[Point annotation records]

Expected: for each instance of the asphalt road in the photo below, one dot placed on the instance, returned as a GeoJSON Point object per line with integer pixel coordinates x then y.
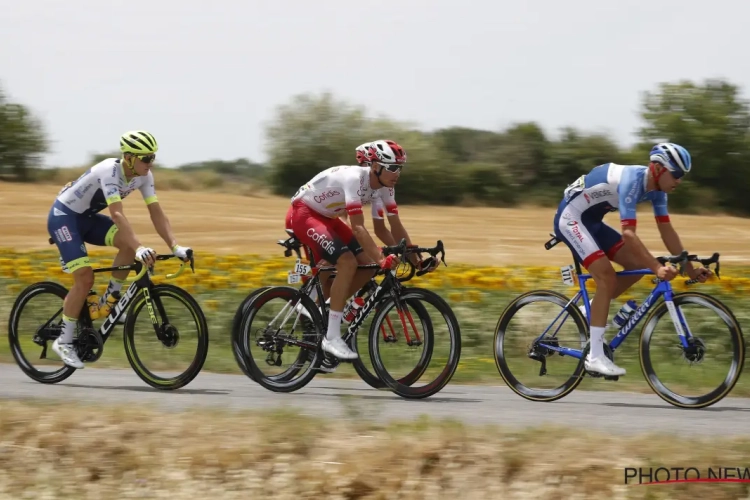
{"type": "Point", "coordinates": [615, 412]}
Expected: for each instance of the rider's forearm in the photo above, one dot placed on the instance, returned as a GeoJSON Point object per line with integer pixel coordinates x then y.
{"type": "Point", "coordinates": [367, 243]}
{"type": "Point", "coordinates": [671, 240]}
{"type": "Point", "coordinates": [642, 253]}
{"type": "Point", "coordinates": [125, 230]}
{"type": "Point", "coordinates": [399, 232]}
{"type": "Point", "coordinates": [163, 228]}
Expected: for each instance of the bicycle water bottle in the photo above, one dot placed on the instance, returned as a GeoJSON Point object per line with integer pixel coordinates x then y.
{"type": "Point", "coordinates": [92, 302]}
{"type": "Point", "coordinates": [623, 315]}
{"type": "Point", "coordinates": [107, 306]}
{"type": "Point", "coordinates": [355, 306]}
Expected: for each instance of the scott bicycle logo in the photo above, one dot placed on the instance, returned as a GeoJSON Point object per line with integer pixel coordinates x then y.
{"type": "Point", "coordinates": [322, 240]}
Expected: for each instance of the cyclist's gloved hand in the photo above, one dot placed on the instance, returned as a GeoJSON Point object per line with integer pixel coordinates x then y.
{"type": "Point", "coordinates": [390, 262]}
{"type": "Point", "coordinates": [427, 265]}
{"type": "Point", "coordinates": [181, 252]}
{"type": "Point", "coordinates": [145, 255]}
{"type": "Point", "coordinates": [701, 273]}
{"type": "Point", "coordinates": [666, 273]}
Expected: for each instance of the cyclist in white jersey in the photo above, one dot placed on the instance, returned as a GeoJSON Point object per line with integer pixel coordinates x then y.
{"type": "Point", "coordinates": [579, 223]}
{"type": "Point", "coordinates": [74, 220]}
{"type": "Point", "coordinates": [315, 220]}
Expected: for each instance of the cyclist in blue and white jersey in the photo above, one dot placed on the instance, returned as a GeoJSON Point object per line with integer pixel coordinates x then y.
{"type": "Point", "coordinates": [579, 223]}
{"type": "Point", "coordinates": [74, 220]}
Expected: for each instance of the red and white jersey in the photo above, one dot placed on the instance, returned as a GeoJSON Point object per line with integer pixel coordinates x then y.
{"type": "Point", "coordinates": [344, 189]}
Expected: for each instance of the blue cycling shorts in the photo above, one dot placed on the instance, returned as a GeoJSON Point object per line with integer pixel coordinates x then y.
{"type": "Point", "coordinates": [71, 231]}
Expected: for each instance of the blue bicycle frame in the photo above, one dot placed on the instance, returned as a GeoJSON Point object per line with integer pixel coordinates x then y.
{"type": "Point", "coordinates": [662, 288]}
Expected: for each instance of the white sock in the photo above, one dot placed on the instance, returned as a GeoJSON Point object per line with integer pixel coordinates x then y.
{"type": "Point", "coordinates": [334, 325]}
{"type": "Point", "coordinates": [69, 327]}
{"type": "Point", "coordinates": [597, 341]}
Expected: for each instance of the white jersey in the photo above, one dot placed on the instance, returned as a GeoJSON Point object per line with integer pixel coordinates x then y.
{"type": "Point", "coordinates": [345, 189]}
{"type": "Point", "coordinates": [102, 185]}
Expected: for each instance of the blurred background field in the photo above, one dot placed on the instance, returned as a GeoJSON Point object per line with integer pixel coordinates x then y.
{"type": "Point", "coordinates": [492, 255]}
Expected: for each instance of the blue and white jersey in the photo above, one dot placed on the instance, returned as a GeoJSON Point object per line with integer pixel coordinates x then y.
{"type": "Point", "coordinates": [611, 187]}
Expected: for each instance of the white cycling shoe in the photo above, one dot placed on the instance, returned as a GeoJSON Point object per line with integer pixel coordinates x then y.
{"type": "Point", "coordinates": [67, 353]}
{"type": "Point", "coordinates": [603, 365]}
{"type": "Point", "coordinates": [338, 348]}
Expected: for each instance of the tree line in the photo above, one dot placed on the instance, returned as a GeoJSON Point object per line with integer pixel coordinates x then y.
{"type": "Point", "coordinates": [459, 165]}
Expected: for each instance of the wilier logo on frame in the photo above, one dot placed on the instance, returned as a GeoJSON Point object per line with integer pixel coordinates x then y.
{"type": "Point", "coordinates": [662, 475]}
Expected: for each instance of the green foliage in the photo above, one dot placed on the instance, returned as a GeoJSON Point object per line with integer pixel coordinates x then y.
{"type": "Point", "coordinates": [22, 139]}
{"type": "Point", "coordinates": [459, 165]}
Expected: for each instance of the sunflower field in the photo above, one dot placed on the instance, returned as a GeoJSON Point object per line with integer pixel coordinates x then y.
{"type": "Point", "coordinates": [477, 294]}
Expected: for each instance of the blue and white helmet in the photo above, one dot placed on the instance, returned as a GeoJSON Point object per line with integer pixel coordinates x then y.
{"type": "Point", "coordinates": [673, 156]}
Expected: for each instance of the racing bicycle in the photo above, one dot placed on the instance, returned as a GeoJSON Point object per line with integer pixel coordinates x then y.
{"type": "Point", "coordinates": [703, 330]}
{"type": "Point", "coordinates": [37, 314]}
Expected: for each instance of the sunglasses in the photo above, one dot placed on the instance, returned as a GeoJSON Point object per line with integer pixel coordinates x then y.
{"type": "Point", "coordinates": [147, 159]}
{"type": "Point", "coordinates": [677, 174]}
{"type": "Point", "coordinates": [393, 168]}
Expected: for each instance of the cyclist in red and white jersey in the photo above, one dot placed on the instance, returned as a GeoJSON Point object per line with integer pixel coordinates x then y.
{"type": "Point", "coordinates": [315, 219]}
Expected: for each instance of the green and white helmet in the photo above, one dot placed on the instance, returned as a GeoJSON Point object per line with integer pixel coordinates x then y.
{"type": "Point", "coordinates": [138, 142]}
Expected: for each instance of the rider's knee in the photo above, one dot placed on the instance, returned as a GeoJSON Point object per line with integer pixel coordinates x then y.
{"type": "Point", "coordinates": [84, 278]}
{"type": "Point", "coordinates": [346, 261]}
{"type": "Point", "coordinates": [364, 259]}
{"type": "Point", "coordinates": [604, 275]}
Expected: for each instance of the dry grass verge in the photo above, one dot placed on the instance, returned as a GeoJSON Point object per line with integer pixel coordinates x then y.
{"type": "Point", "coordinates": [58, 451]}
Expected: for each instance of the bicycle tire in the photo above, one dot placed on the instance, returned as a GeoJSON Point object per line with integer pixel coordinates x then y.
{"type": "Point", "coordinates": [738, 355]}
{"type": "Point", "coordinates": [545, 395]}
{"type": "Point", "coordinates": [13, 339]}
{"type": "Point", "coordinates": [407, 391]}
{"type": "Point", "coordinates": [371, 378]}
{"type": "Point", "coordinates": [272, 383]}
{"type": "Point", "coordinates": [236, 320]}
{"type": "Point", "coordinates": [181, 380]}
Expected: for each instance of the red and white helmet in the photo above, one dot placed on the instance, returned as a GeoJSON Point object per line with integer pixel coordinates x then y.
{"type": "Point", "coordinates": [386, 152]}
{"type": "Point", "coordinates": [362, 152]}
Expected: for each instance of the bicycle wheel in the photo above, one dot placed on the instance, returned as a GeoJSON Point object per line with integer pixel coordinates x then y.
{"type": "Point", "coordinates": [272, 324]}
{"type": "Point", "coordinates": [390, 333]}
{"type": "Point", "coordinates": [236, 343]}
{"type": "Point", "coordinates": [715, 355]}
{"type": "Point", "coordinates": [442, 345]}
{"type": "Point", "coordinates": [532, 357]}
{"type": "Point", "coordinates": [182, 338]}
{"type": "Point", "coordinates": [42, 329]}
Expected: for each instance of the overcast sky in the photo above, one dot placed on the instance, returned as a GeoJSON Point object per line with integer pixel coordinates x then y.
{"type": "Point", "coordinates": [204, 76]}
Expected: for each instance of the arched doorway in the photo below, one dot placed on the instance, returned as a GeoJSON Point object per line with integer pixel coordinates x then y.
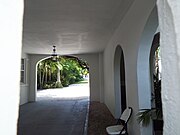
{"type": "Point", "coordinates": [119, 82]}
{"type": "Point", "coordinates": [65, 73]}
{"type": "Point", "coordinates": [143, 67]}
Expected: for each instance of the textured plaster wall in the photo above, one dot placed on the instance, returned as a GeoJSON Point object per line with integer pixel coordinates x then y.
{"type": "Point", "coordinates": [169, 20]}
{"type": "Point", "coordinates": [128, 35]}
{"type": "Point", "coordinates": [24, 88]}
{"type": "Point", "coordinates": [95, 74]}
{"type": "Point", "coordinates": [11, 14]}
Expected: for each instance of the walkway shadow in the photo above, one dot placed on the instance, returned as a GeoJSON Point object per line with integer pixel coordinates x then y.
{"type": "Point", "coordinates": [55, 112]}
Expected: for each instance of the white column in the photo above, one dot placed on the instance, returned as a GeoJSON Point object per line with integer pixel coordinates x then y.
{"type": "Point", "coordinates": [169, 21]}
{"type": "Point", "coordinates": [11, 14]}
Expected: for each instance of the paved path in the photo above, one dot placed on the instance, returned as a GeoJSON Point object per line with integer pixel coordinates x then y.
{"type": "Point", "coordinates": [56, 112]}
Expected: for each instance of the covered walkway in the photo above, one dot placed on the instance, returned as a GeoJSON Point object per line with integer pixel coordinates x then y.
{"type": "Point", "coordinates": [55, 112]}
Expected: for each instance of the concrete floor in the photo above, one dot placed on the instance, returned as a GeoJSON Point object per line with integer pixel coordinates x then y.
{"type": "Point", "coordinates": [54, 114]}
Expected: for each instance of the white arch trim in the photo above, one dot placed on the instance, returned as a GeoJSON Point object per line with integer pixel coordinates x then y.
{"type": "Point", "coordinates": [143, 67]}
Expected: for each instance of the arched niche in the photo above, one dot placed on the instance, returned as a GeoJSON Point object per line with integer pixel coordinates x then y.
{"type": "Point", "coordinates": [119, 81]}
{"type": "Point", "coordinates": [143, 66]}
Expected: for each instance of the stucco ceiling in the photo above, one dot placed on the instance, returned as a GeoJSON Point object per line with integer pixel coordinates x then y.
{"type": "Point", "coordinates": [74, 26]}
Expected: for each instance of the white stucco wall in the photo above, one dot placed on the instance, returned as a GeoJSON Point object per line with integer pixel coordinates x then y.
{"type": "Point", "coordinates": [169, 21]}
{"type": "Point", "coordinates": [11, 14]}
{"type": "Point", "coordinates": [128, 35]}
{"type": "Point", "coordinates": [96, 69]}
{"type": "Point", "coordinates": [24, 87]}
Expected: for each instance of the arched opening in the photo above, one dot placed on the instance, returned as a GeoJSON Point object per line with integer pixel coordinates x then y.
{"type": "Point", "coordinates": [68, 75]}
{"type": "Point", "coordinates": [119, 82]}
{"type": "Point", "coordinates": [143, 67]}
{"type": "Point", "coordinates": [155, 70]}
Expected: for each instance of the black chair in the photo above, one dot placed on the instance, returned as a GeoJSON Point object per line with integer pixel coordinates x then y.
{"type": "Point", "coordinates": [121, 127]}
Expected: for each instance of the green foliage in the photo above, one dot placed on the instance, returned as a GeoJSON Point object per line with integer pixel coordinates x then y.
{"type": "Point", "coordinates": [68, 69]}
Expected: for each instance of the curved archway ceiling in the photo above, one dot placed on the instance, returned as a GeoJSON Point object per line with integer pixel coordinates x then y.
{"type": "Point", "coordinates": [74, 26]}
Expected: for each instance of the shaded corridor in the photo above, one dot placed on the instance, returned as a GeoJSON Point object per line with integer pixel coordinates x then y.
{"type": "Point", "coordinates": [53, 114]}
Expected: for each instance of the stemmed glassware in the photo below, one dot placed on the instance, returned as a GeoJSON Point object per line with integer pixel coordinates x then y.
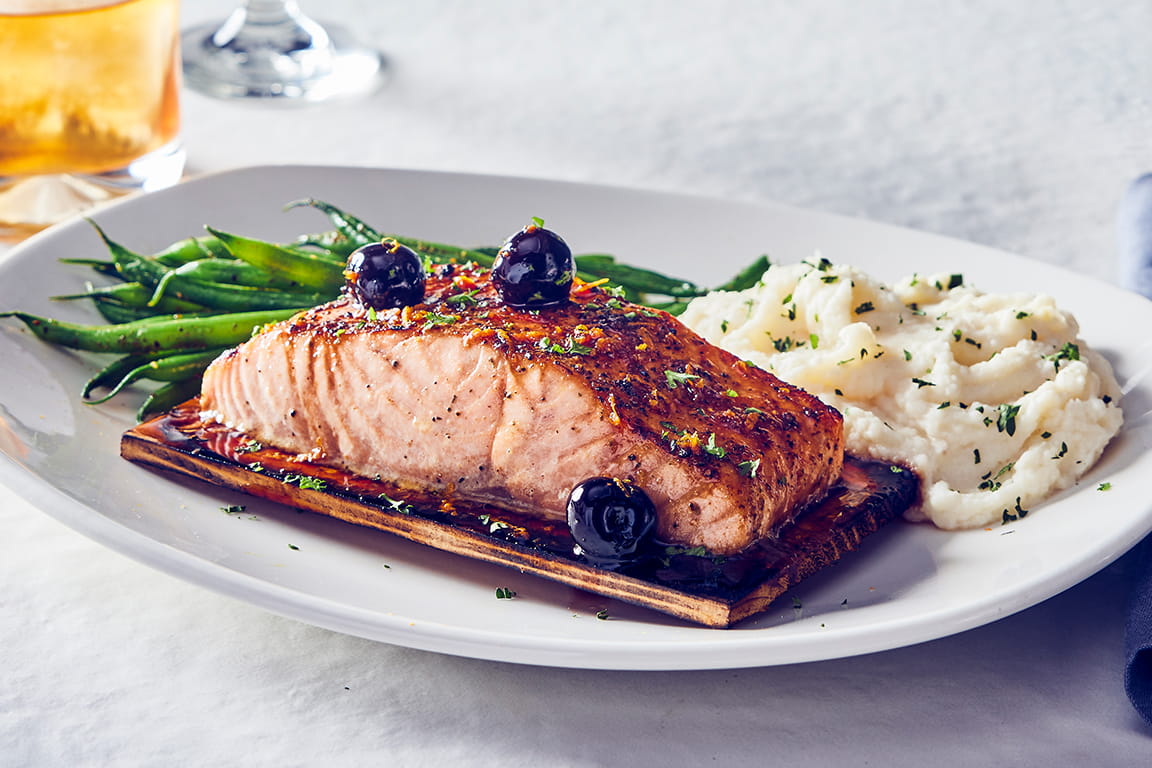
{"type": "Point", "coordinates": [270, 50]}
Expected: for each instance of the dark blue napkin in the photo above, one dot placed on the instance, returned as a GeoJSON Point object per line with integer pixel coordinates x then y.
{"type": "Point", "coordinates": [1135, 240]}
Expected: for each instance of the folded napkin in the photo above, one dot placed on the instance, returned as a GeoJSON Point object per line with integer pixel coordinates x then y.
{"type": "Point", "coordinates": [1135, 240]}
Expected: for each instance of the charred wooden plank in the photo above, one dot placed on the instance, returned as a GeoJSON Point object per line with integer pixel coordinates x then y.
{"type": "Point", "coordinates": [690, 584]}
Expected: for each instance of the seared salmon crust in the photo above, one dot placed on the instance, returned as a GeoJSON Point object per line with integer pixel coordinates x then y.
{"type": "Point", "coordinates": [465, 395]}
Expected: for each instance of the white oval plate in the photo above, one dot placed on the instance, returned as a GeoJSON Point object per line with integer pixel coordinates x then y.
{"type": "Point", "coordinates": [908, 584]}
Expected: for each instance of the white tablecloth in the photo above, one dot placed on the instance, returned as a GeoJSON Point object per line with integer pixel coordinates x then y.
{"type": "Point", "coordinates": [1012, 124]}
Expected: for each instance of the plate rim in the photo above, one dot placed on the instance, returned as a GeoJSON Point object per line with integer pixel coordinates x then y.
{"type": "Point", "coordinates": [745, 648]}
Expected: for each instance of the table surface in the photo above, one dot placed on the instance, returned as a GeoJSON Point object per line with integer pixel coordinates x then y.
{"type": "Point", "coordinates": [1016, 126]}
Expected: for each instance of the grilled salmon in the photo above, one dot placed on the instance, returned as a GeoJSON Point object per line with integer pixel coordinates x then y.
{"type": "Point", "coordinates": [465, 395]}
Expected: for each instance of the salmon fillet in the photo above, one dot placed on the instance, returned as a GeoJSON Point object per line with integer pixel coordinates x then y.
{"type": "Point", "coordinates": [490, 403]}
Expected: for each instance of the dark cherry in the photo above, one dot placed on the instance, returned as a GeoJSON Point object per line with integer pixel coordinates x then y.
{"type": "Point", "coordinates": [385, 275]}
{"type": "Point", "coordinates": [609, 519]}
{"type": "Point", "coordinates": [533, 268]}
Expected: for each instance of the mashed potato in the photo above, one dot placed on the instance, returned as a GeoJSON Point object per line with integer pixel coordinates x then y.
{"type": "Point", "coordinates": [992, 400]}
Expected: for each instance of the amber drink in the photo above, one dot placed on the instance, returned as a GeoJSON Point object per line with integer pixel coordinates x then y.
{"type": "Point", "coordinates": [89, 104]}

### PROBLEM TO WORK ON:
Extract the closing run of lines, starting with the one containing "Expected: for each instance of the grilled" and ending at the last, exactly as written.

### ANSWER TO THIS EXERCISE:
Expected: for each instance of the grilled salmon in the photo above, one dot placed on the instance, returned as a GeoJSON Point object per line with integer pixel coordinates x then y.
{"type": "Point", "coordinates": [465, 395]}
Expected: for each instance of the salmon fillet in the photo above, one dot placed on the instance, returned as a GeoJSON Point object per line with integer pixel coordinates x then y.
{"type": "Point", "coordinates": [490, 403]}
Expected: for each instance of the dark cherry in the photo above, one dot placed on the instance, returned as a GeoJSON Point object per line with integer pixel coordinates x then y.
{"type": "Point", "coordinates": [385, 275]}
{"type": "Point", "coordinates": [609, 519]}
{"type": "Point", "coordinates": [533, 268]}
Expected: for each instance of the mashed potato in the photo above, one dot placed on the instance, returned as a GeoJSON Point object per line with integer pixel coordinates x then y.
{"type": "Point", "coordinates": [992, 400]}
Expected: for each instance of the amber drink in the photo above, one dot placed on the instance, returned as a GeoJSON Point object per line with integer pixel coordinates x then y.
{"type": "Point", "coordinates": [89, 104]}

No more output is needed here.